Entries for pointing and labeling
* START *
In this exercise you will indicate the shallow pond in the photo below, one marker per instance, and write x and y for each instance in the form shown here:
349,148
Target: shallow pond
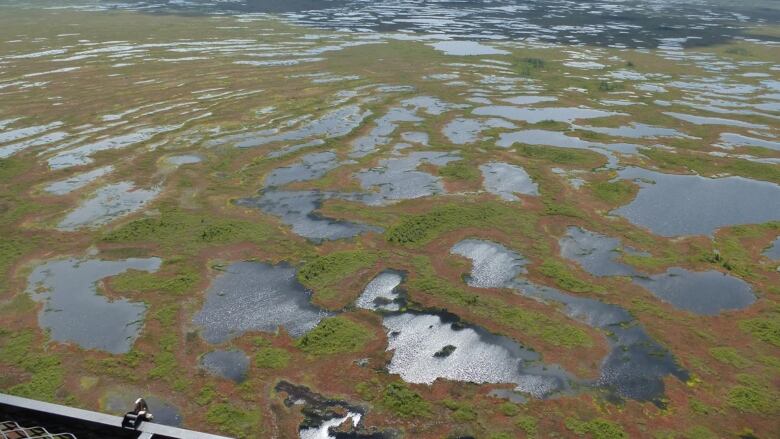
382,293
336,123
461,131
427,347
310,167
466,48
108,203
253,296
700,292
77,181
506,180
536,115
398,178
231,365
677,205
185,159
636,365
773,252
73,309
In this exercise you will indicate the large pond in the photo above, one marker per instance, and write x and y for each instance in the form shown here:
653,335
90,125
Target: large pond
701,292
253,296
636,365
74,311
676,205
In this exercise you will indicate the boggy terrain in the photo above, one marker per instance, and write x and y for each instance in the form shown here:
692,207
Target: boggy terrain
271,230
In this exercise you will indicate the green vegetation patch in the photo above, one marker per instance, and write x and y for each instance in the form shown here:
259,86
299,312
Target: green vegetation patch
753,396
730,356
46,371
461,411
12,167
11,249
272,358
614,192
233,420
709,166
405,402
179,231
420,229
335,335
596,428
564,278
526,321
528,424
460,170
766,329
561,156
181,281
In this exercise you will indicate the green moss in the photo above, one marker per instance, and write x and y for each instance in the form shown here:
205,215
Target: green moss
730,356
508,409
699,432
596,428
461,411
699,407
182,281
528,424
335,335
11,250
272,358
369,390
766,329
561,156
753,396
563,277
206,395
552,207
185,232
404,402
460,170
420,229
124,367
523,320
233,420
46,372
13,167
615,193
166,315
328,269
706,165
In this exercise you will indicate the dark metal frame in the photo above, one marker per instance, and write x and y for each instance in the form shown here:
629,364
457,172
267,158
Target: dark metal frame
62,422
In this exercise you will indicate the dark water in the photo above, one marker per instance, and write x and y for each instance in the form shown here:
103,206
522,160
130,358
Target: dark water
636,364
75,312
232,365
677,205
605,22
299,210
701,292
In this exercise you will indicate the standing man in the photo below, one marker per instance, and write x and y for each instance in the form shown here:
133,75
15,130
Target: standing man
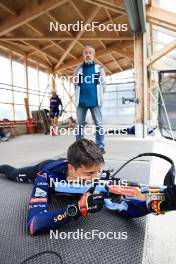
89,89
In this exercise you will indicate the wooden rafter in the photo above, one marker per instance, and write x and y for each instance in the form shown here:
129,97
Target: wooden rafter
111,19
64,38
106,5
106,67
116,62
44,48
6,6
44,53
7,46
102,52
91,17
29,14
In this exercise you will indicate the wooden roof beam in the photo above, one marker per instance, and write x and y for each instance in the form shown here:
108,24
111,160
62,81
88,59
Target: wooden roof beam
7,46
29,14
116,62
106,5
44,53
106,68
91,17
159,16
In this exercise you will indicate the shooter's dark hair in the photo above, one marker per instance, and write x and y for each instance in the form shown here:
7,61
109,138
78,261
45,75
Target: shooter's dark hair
84,152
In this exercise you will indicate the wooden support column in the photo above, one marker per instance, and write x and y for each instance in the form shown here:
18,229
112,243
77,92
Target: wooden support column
26,100
12,83
139,73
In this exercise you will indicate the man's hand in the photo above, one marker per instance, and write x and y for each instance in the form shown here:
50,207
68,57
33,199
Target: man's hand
170,196
90,203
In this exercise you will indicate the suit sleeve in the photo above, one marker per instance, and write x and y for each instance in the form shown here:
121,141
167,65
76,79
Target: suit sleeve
* END *
--- Stated goal ---
Rewrite the lines of the listing as a JSON list of strings, one string per line and with blank lines omitted. Start at the line that contains "In this exercise you will indicate the suit" and continue through the end of the listing.

--- Result of this exercise ---
[
  "In this exercise you will indicate the suit sleeve in the photo above, one marker per instance, and write x and y for each instance in the form shown here:",
  "121,141",
  "167,65",
  "76,79",
  "Target: suit sleeve"
]